STRONA:

——————————

Na test przywieziono mi ursusa 11054 z 2014 r wyposażonego w radio oraz ogrzewanie (rewers mechaniczny jeszcze z lewej strony fotela operatora),  z kompletem obciążników na przodzie o wadze 170 kg, którego sprzęgłem z moimi pługami obrotowymi PO4. Głębokość orki ustawiona na 30 cm. Szerokość każdej z odkładnic ustawiona na 36 cm (zabiera całą szerokość ciągnika.)

Na początku testu orka z prędkością 9,2-9,3 km/h obroty 1800 obr/min jednak pod lekką górkę gdy pojawiała się miejscami glina ciągnik wyraźnie miał co robić - maximum mocy. Po kilku przejazdach dobraliśmy prędkość 8,4-8,5 km/h przy 1800 obr/min i wszystko było ok - lekki zapas mocy.

A teraz przejdźmy do konkretów: orka 1,85 ha zajęła mi 1 godz. 50 min (pole o długości 200 m), spalanie na poziomie 12,5 l  (przed testem zatankowany do pełna i po teście tankowanie do pełna).

Porównując do mojego zetora 10145: dużo lepiej się sprawuje ponieważ zetor z orce max prędkość 7,8- 7,9 km/h na pograniczu mocy czasem jest lekko przeciążony, spalanie na podobnym poziomie może nawet ciut niższe, EHR rewelacja po ustawieniu fajnie kopiuje teren i trzyma głębokość pługa.

Jeżeli chodzi o hydraulikę to w zupełności wystarczająca do obracania pługa nawet na minimalnych obrotach, ponadto bardzo szybko reaguje i podnosi, rozdzielacze również ok. W zamkniętym ciągniku radio dobrze słychać już przy głośności 25.

Jeżeli chodzi o niedociągnięcka które zauważyłem:

- wysprzęglanie niedopracowane (podczas wysprzeglania w początkowej fazie wyraźnie widać że w pierwszej koleności ściskana jest obudowa (zbrojenie) linki sprzęgła a dopiero podem zaczyna się rozłączanie napędu. Pod koniec orki sprzęgło wyraźnie nisko brało - wg mnie powinni zmienić linkę na cięgna i wszystko by było ok. Z informacji uzyskanych od przedstawiciela w nowych ciągnikach zostało to zmienione)

- w kabinie nie słychać silnika a jedynie lekki wycie hydrauliki - do wyregulowania

- prace polowe jedynie z zamkniętymi drzwiami gdyż otwarte drżą i jest obawa ich pęknięcia (w przypadku zakupu moim zdaniem opcja z klimą gdyż przy takim przeszkleniu w pracach podorywkowych tuż po żniwach w upalne dni przy otwartym jedynie tylnym oknie oraz szyberdachu może być gorąco)

——————————

TREŚĆ ZADANIA: Wymień wszystkie niedociągnięcia wskazane w opisie testu ciągnika. Opieraj się wyłącznie na opisie testu ciągnika.

——————————

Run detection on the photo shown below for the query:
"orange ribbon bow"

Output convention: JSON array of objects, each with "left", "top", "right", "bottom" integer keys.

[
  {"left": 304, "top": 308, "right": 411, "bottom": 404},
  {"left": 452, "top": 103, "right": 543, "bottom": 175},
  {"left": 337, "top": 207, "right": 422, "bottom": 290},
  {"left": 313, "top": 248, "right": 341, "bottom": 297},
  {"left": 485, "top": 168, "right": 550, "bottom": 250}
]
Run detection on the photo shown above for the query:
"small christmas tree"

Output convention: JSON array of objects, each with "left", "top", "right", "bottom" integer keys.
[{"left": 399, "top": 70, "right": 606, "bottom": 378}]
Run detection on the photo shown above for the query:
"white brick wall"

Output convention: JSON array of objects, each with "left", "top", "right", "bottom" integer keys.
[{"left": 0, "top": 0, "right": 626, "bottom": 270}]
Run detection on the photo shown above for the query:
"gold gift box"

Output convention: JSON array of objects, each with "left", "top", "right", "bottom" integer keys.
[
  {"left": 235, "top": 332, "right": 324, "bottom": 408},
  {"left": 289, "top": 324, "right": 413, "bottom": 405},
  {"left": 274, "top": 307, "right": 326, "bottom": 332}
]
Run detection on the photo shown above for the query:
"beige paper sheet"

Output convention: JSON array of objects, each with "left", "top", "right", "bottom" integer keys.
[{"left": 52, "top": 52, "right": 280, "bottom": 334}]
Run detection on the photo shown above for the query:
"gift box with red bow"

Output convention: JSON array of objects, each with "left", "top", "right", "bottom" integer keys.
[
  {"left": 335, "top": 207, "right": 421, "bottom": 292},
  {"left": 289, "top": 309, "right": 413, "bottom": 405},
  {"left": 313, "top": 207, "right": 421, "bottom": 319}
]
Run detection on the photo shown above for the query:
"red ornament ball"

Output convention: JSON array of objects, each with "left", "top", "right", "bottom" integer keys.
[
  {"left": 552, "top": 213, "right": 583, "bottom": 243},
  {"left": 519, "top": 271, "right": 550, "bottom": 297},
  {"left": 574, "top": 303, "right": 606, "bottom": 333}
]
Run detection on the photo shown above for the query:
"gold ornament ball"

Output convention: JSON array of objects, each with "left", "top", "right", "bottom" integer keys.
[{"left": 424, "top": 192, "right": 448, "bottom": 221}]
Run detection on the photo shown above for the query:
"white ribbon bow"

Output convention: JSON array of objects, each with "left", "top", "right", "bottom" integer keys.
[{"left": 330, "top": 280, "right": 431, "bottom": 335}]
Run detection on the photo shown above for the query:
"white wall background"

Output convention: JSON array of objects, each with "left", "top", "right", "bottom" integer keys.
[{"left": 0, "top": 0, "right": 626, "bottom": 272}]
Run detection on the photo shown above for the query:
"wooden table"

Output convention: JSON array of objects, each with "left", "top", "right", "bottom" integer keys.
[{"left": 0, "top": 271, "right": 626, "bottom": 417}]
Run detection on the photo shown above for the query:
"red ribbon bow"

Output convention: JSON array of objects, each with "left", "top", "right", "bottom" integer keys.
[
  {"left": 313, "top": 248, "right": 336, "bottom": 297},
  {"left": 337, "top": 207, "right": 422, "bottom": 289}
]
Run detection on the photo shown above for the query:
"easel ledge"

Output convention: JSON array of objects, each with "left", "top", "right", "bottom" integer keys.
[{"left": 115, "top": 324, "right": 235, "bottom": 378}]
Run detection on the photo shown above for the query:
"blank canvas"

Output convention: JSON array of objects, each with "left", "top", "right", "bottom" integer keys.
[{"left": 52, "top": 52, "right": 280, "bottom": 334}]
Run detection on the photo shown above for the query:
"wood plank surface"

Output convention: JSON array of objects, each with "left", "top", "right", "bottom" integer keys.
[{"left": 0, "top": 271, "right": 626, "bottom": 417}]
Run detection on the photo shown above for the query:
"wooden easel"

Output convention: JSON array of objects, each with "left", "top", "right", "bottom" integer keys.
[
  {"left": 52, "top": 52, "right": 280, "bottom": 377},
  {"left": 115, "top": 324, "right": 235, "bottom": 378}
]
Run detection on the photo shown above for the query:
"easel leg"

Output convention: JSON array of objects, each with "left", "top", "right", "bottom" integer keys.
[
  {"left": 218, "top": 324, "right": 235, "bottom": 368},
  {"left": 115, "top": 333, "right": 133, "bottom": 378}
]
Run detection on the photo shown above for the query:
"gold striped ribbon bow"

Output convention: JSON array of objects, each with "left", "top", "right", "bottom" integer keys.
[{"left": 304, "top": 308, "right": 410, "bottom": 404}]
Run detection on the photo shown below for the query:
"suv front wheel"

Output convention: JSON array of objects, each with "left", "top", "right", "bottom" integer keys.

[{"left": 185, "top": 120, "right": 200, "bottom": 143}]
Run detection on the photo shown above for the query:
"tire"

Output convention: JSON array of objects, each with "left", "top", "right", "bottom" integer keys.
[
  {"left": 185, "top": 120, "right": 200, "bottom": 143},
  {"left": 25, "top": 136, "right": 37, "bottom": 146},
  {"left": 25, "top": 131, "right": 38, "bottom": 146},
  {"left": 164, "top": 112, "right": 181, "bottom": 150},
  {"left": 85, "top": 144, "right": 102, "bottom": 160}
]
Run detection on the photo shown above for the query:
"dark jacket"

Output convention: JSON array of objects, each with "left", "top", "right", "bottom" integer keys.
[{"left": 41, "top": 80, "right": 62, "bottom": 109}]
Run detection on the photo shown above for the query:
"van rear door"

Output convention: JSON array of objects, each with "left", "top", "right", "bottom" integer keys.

——————————

ROZWIĄZANIE ZADANIA:
- Niedopracowane wysprzęglanie: najpierw ściskana jest obudowa linki sprzęgła, a dopiero potem następuje rozłączenie napędu. Pod koniec orki sprzęgło brało wyraźnie nisko.
- W kabinie słychać lekkie wycie hydrauliki, które wymaga wyregulowania.
- Prace polowe można prowadzić tylko przy zamkniętych drzwiach, bo otwarte drżą i istnieje obawa, że pękną.